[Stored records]
━━━

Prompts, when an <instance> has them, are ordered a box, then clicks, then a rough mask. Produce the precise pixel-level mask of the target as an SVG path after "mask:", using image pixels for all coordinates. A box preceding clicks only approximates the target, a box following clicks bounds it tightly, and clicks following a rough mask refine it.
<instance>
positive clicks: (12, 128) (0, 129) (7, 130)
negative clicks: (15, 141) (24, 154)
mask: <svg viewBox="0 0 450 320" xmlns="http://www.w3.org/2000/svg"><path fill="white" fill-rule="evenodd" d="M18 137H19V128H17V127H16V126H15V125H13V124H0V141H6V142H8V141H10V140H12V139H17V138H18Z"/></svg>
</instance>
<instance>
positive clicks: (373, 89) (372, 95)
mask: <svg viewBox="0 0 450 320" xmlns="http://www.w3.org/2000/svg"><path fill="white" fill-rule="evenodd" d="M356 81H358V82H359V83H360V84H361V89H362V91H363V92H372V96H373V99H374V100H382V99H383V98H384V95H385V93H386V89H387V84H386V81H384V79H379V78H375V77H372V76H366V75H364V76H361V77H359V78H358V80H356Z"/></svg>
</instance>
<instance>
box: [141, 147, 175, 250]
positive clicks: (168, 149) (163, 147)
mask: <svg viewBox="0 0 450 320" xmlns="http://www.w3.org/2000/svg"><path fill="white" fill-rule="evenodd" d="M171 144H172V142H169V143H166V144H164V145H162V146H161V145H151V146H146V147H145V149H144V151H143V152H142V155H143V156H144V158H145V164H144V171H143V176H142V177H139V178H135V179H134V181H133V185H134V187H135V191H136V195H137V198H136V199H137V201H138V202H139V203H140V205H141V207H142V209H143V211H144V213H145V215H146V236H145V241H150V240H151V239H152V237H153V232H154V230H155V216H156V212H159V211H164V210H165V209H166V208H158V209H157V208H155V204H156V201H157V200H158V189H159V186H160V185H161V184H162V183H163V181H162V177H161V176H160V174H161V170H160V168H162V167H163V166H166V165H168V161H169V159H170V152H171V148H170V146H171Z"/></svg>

━━━

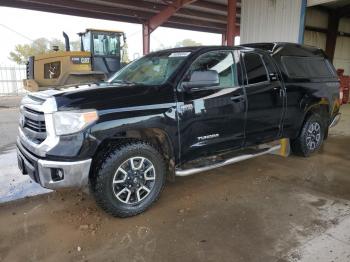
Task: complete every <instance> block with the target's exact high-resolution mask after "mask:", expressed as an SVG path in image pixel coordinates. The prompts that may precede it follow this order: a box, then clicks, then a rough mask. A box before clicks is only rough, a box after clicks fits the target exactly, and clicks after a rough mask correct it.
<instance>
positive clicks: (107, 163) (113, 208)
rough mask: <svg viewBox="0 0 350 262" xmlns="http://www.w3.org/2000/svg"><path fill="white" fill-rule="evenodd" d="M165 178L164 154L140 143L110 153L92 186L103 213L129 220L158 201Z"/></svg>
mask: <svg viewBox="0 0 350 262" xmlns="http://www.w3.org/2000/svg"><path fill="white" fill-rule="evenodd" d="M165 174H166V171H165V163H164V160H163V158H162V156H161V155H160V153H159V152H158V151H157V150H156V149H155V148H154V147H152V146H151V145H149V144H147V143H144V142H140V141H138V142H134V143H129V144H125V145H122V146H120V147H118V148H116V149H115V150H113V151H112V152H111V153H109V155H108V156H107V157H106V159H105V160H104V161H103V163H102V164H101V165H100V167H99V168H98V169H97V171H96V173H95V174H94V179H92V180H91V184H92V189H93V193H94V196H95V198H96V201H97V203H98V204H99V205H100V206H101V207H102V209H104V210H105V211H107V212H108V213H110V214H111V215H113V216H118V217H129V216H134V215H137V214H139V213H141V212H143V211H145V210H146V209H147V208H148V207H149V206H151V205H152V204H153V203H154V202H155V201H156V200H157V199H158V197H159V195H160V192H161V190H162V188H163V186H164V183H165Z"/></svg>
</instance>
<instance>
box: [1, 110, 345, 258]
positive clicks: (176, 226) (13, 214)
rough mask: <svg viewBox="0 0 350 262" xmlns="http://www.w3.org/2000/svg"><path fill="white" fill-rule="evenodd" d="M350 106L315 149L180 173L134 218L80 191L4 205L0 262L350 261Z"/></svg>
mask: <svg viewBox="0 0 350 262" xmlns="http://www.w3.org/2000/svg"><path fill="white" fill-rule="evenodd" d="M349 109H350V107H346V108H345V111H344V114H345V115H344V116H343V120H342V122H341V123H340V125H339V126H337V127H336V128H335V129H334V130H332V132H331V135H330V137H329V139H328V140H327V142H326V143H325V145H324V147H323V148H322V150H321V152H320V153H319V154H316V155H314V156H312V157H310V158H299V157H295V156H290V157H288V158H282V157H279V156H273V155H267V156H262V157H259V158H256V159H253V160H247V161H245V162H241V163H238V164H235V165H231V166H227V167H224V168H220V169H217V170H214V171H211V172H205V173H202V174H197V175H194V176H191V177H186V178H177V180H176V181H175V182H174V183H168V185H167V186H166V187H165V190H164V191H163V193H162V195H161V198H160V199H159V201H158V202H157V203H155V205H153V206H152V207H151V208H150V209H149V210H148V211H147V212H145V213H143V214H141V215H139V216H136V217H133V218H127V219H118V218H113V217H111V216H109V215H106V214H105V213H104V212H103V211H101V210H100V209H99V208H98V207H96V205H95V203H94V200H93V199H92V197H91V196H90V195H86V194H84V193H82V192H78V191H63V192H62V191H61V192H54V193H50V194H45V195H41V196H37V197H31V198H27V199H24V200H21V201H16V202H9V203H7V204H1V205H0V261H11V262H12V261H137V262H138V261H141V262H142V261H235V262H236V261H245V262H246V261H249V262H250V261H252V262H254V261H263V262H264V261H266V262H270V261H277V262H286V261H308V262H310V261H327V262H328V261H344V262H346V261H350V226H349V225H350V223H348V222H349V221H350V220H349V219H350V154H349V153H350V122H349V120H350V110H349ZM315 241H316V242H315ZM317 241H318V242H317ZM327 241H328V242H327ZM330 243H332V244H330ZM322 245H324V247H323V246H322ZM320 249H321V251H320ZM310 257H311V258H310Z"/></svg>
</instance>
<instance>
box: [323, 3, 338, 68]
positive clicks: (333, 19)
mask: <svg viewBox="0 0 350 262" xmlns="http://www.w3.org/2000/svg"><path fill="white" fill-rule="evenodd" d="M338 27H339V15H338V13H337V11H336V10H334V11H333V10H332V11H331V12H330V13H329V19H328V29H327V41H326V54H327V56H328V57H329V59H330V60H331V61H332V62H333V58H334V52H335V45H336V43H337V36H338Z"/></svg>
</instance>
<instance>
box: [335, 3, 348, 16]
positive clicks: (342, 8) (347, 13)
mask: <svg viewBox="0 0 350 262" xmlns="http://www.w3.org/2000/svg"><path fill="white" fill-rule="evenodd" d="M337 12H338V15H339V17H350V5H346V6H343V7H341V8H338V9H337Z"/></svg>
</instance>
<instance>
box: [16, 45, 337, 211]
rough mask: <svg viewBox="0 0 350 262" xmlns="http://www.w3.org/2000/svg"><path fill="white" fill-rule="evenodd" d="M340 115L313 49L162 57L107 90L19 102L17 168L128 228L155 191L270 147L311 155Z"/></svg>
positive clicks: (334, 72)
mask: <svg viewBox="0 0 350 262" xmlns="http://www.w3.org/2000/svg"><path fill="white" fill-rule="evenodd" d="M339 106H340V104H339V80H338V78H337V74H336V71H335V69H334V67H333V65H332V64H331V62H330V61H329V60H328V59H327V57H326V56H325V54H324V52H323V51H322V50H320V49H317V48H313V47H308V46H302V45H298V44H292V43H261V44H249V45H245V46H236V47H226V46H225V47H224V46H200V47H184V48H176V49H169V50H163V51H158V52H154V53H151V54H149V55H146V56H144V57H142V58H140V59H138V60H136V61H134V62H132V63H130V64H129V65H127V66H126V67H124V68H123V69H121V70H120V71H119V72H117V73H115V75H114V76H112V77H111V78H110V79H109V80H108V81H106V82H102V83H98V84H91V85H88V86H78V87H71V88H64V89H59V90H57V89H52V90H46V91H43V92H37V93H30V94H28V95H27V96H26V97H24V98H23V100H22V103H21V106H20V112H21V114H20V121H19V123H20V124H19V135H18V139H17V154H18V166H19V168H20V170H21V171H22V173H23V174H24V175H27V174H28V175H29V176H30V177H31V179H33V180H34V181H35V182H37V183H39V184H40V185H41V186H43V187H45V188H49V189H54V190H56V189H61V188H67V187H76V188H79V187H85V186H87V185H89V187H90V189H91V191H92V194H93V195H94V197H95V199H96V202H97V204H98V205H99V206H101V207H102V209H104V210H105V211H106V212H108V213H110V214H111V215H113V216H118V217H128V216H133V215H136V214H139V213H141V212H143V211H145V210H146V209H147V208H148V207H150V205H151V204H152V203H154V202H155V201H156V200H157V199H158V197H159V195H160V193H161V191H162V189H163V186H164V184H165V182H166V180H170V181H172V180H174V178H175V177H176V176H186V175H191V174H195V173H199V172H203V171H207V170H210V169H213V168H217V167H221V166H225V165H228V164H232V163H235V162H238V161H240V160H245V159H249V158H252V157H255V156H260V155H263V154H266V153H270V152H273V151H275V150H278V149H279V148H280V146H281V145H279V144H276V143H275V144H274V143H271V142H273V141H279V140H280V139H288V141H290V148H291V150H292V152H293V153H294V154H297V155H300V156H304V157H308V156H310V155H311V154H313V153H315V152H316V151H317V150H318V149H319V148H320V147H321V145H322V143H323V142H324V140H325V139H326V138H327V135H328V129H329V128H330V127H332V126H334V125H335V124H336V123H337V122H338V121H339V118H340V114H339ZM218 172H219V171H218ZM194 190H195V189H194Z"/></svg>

━━━

PROBLEM DETAILS: From the data above, output only the lines between the line containing "positive clicks: (333, 19)" and the line containing "box: [335, 3, 348, 16]", inclusive, exactly as written.

OUTPUT OF THE TASK:
positive clicks: (333, 19)
mask: <svg viewBox="0 0 350 262" xmlns="http://www.w3.org/2000/svg"><path fill="white" fill-rule="evenodd" d="M338 27H339V15H338V13H337V11H336V10H334V11H333V10H332V11H331V12H330V13H329V19H328V29H327V41H326V54H327V56H328V57H329V59H330V60H331V61H332V62H333V58H334V52H335V45H336V43H337V36H338Z"/></svg>
</instance>
<instance>
box: [335, 3, 348, 16]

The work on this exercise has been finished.